◆ **GIVEN TASK**: Please pull out every line of the records below that contains the string "mountain", and copy each one. Case counts.

[Detection annotation records]
#####

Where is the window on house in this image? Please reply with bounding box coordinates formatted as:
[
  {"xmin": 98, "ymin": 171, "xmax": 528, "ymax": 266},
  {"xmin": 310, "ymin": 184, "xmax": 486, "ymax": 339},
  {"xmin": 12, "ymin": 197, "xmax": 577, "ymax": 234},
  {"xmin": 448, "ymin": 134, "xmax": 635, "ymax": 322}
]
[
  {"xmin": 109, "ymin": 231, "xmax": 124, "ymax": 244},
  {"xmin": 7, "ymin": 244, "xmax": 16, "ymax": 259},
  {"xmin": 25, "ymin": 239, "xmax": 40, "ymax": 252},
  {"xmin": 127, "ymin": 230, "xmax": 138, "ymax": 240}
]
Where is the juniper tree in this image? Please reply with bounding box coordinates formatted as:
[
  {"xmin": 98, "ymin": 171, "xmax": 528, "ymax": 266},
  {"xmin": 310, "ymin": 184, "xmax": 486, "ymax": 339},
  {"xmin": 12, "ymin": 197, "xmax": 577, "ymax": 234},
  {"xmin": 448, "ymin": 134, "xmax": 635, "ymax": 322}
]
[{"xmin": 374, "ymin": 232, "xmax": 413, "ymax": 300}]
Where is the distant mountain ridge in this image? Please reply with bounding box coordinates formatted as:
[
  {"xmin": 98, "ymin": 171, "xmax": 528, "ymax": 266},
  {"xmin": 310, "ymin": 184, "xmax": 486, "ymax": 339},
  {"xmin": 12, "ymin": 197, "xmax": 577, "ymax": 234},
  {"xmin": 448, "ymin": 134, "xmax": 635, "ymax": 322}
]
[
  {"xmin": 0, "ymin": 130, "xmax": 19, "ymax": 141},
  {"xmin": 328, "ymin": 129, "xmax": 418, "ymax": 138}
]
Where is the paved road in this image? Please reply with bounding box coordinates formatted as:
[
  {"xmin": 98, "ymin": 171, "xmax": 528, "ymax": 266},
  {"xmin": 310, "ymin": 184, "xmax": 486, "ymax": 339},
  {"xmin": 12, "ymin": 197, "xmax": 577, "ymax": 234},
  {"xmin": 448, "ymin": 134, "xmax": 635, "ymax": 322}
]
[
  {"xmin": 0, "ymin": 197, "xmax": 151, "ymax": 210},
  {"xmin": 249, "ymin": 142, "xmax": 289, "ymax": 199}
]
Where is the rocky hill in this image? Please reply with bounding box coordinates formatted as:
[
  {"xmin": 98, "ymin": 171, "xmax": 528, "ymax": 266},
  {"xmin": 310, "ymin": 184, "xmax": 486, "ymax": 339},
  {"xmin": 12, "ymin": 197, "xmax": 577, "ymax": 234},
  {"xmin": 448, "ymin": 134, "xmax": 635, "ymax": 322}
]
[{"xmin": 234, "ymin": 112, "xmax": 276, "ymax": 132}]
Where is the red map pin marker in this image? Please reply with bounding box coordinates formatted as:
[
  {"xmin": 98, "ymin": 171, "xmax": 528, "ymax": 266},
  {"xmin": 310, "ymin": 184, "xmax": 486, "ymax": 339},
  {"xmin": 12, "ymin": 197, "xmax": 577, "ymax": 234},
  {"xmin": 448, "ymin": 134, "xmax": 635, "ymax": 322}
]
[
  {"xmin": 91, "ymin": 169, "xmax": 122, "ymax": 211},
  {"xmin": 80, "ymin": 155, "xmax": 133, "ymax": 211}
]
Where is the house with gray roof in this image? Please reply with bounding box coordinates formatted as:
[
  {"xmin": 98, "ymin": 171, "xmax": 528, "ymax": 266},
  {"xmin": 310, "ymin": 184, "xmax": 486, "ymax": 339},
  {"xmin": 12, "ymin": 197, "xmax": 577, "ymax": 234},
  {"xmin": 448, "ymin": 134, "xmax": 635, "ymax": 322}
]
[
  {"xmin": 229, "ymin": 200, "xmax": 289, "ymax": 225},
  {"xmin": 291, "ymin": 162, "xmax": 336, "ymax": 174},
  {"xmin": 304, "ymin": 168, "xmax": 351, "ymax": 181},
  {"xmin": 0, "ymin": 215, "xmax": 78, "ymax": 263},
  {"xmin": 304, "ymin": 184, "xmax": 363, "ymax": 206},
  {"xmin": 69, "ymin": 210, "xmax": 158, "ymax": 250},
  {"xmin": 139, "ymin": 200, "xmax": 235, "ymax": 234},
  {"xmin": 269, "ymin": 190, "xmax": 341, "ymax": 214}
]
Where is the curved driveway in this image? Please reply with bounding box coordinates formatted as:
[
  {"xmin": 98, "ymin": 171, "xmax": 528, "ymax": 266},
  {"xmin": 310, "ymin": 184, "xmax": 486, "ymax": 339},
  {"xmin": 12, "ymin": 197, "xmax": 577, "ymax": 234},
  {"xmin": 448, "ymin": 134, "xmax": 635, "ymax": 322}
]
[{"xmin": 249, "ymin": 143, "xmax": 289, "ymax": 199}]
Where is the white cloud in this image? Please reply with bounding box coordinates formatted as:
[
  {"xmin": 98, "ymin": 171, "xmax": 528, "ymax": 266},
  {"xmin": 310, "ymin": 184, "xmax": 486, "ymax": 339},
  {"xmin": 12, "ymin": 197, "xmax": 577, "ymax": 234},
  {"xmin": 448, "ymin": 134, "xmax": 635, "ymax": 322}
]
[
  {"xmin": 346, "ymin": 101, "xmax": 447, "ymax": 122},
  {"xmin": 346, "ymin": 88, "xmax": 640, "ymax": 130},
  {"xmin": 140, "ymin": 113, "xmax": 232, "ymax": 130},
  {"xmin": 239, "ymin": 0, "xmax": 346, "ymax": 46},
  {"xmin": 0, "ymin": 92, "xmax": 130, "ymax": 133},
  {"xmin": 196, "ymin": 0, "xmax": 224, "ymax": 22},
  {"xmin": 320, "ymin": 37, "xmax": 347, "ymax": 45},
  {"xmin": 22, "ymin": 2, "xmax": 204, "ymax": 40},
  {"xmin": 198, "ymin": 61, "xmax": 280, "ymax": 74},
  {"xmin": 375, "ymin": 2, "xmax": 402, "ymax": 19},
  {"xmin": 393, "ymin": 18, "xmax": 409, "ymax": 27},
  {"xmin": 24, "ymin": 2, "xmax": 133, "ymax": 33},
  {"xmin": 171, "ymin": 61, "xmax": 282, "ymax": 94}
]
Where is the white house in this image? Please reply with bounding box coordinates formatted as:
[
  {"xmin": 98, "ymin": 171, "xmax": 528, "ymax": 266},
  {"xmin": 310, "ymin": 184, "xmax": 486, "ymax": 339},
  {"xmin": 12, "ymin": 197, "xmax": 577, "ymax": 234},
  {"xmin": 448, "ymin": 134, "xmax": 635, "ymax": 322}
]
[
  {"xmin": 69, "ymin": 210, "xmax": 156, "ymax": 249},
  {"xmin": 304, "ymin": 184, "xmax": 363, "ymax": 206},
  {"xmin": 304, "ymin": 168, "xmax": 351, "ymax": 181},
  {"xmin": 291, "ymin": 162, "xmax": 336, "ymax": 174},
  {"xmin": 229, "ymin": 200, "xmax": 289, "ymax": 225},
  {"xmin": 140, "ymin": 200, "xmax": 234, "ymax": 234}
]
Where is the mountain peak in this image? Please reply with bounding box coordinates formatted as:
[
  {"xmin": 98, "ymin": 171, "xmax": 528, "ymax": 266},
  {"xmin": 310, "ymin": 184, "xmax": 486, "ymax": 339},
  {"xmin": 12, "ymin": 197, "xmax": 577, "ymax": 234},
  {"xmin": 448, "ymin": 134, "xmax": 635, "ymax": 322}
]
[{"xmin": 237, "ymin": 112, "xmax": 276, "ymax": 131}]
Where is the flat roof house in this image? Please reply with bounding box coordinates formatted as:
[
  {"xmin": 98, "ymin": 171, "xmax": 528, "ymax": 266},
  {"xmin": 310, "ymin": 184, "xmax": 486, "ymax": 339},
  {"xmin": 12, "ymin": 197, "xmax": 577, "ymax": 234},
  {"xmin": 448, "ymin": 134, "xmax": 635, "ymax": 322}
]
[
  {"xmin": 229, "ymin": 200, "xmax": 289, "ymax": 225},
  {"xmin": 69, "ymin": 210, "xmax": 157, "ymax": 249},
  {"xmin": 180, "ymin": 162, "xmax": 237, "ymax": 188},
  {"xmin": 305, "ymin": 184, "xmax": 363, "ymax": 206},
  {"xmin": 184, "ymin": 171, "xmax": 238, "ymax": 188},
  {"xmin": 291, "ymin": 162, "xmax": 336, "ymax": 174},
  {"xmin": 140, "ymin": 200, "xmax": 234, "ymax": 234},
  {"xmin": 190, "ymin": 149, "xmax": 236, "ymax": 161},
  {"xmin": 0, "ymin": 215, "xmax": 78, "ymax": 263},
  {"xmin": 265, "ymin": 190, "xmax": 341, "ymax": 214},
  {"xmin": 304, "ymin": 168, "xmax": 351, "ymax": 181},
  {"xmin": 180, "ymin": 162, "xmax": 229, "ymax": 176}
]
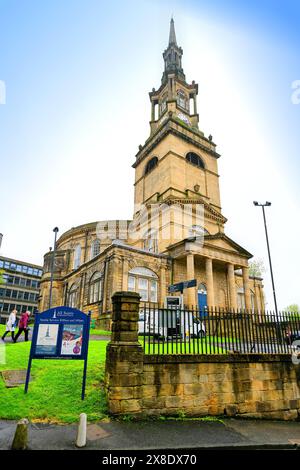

#####

◆ **EXERCISE RESULT**:
Where is the distant mountain ridge in this image? Please reply with bounding box coordinates formatted as:
Where is the mountain peak in this image? Please reply with bounding box coordinates formatted as:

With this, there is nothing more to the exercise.